Tuna sector to gain from free trade

September 24, 2012 at 17:02

THE TUNA sector is seen to get the most benefits from a potential free trade agreement between the European Union and the Philippines, studies commissioned by the government showed.

Firms exporting tuna to the European Union however may be limited as the economic bloc has higher than average quality standards.

“Tuna is a potentially bright spot if there will be a free trade agreement with the European Union as we have become net importers of fish in terms of volume and a net exporter in terms of value in the last three decades,” Danilo C. Israel, senior research fellow of the Philippine Institute for Development Studies (PIDS) said yesterday during the consultations for the free trade agreement held in Pasay.

Trading between the Philippines and the European Union on fisheries, however, could be hampered by the high standards of the bloc which could mean smaller firms will be unable to compete.

“The sanitary and phyto-sanitary standards of Europe are much higher than the rest of the world and other countries in Asia already cannot meet these standards. This means it might only be the bigger firms that are able to take advantage,” Mr. Israel said.

Task list>
(a) In the article on the tuna sector and free trade, what position does Danilo C. Israel hold?
(b) Go on with the article on the tuna sector and the free trade agreement, starting after its last sentence.

Supplied information>

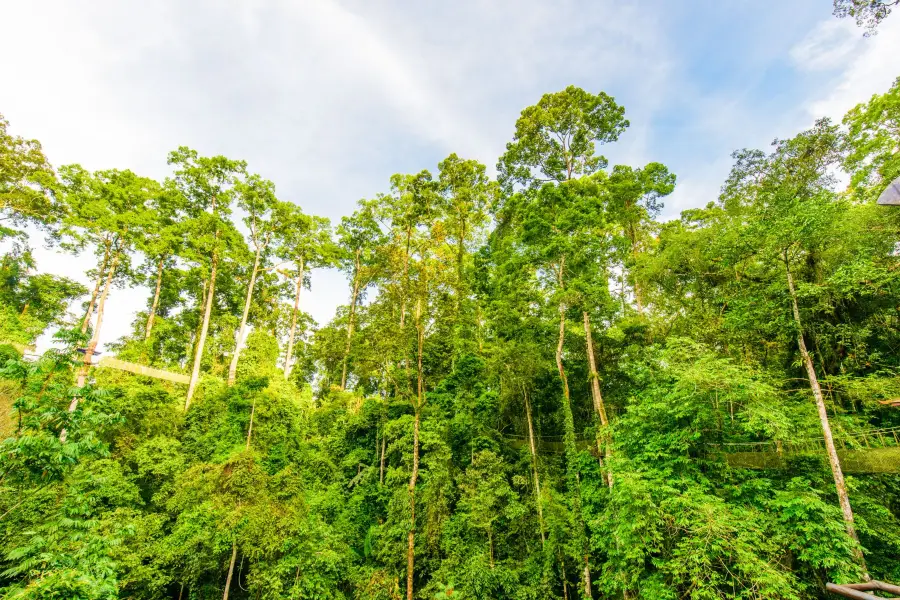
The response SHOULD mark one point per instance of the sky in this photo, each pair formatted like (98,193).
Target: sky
(329,98)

Results>
(a) He is a senior research fellow of the Philippine Institute for Development Studies (PIDS).

(b)
He said one of the potential considerations that the government may take during negotiations is to seek lower standards and either lower tariffs or higher quotas for tuna.

The study is part of the scoping exercises being done by the government to gauge the impact of a free trade agreement between the Philippines and the European Union.

Another potential area that will benefit from a free trade agreement is the agricultural sector as the country can take advantage of this new market for some commodities however the impact is only by a small percentage.

The strong Business Process Outsourcing sector of the Philippines may also benefit from a free trade agreement because it gives the country a competitive advantage.

The labor market, however, may be impacted somewhat negatively by a free trade agreement.

“There are very high labor standards in the European Union and it also very limited market access for Filipino workers via the movement of natural persons to the European Union. Our sensitive sectors may become vulnerable for liberalization,” Tereso S. Tullao, Jr., director of the Angelo King Institute for Economic and Business Studies of De La Salle University said.

“A lot of preparation and assistance is needed if we pursue a free trade agreement; we will be very diligent in this process,” Trade Undersecretary Adrian S. Cristobal said.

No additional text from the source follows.